Task inputs:
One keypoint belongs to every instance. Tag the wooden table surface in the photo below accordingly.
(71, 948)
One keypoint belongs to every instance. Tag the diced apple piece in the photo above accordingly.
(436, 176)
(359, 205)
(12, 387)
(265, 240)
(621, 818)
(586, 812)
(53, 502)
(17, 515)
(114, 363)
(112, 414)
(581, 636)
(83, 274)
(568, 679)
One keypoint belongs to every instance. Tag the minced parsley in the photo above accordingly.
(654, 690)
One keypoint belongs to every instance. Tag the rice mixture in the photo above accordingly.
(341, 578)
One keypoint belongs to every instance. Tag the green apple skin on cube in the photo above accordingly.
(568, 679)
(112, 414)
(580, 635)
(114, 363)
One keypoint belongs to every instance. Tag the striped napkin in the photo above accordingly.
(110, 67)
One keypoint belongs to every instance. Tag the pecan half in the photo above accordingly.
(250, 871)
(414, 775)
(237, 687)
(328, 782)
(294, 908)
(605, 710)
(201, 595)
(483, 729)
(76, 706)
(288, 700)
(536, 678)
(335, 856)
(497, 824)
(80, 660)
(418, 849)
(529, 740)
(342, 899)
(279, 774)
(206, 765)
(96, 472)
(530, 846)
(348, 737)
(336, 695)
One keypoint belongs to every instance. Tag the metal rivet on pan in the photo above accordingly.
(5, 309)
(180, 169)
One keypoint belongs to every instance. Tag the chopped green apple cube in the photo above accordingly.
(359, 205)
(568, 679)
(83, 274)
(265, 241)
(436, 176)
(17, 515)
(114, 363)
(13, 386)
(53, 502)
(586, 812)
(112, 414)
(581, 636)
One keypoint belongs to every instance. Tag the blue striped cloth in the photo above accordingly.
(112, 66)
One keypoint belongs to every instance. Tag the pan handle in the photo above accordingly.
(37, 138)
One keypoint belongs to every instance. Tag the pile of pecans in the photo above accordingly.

Required action:
Give the material again in full, exactly as it appears above.

Task answer:
One keypoint belongs to every instance. Tag the wooden table surface in the photo below accordingly.
(71, 948)
One keypoint belongs to every instance. Tag the diced apple piece in the photo above accordingly.
(436, 176)
(359, 205)
(12, 387)
(265, 240)
(621, 818)
(586, 812)
(53, 502)
(17, 515)
(114, 363)
(112, 414)
(581, 636)
(83, 274)
(568, 679)
One keypoint belongs to every instance. Tag the minced parsley in the photo above accordingly.
(654, 690)
One keypoint belongs to every instance. Tag the rice mixture in the photo above accordingly.
(341, 578)
One keypoint belongs to every instance. Tag the green apple skin on cube in the photo above accordingly.
(568, 679)
(112, 414)
(580, 635)
(114, 363)
One keypoint belongs to every instance. Tag the striped napkin in the photo above accordingly.
(110, 67)
One keypoint belongs to every instance. Tag the pecan half in the photo above accordingly.
(250, 871)
(414, 775)
(237, 687)
(328, 782)
(294, 908)
(605, 710)
(201, 595)
(483, 729)
(76, 706)
(288, 700)
(536, 678)
(335, 856)
(497, 824)
(80, 660)
(418, 849)
(529, 740)
(342, 899)
(279, 774)
(206, 765)
(96, 472)
(530, 846)
(348, 737)
(336, 695)
One keypoint belongs to every instance. Tag the metal rivet on pan in the photo above accordingly.
(5, 309)
(180, 169)
One keypoint belongs to every instance. Tag the chopped green apple cube in the photo above accordingly.
(359, 205)
(568, 679)
(83, 274)
(265, 241)
(436, 176)
(17, 515)
(114, 363)
(13, 386)
(53, 502)
(586, 812)
(112, 414)
(581, 636)
One keypoint belongs to every instance. Tag the blue striped cloth in the photo above accordingly.
(112, 66)
One keypoint belongs to every instance. Tag the pan handle in the photo above accordingly.
(37, 138)
One keypoint belongs to every instance. Tag the pile of pecans in the photo above accordingly.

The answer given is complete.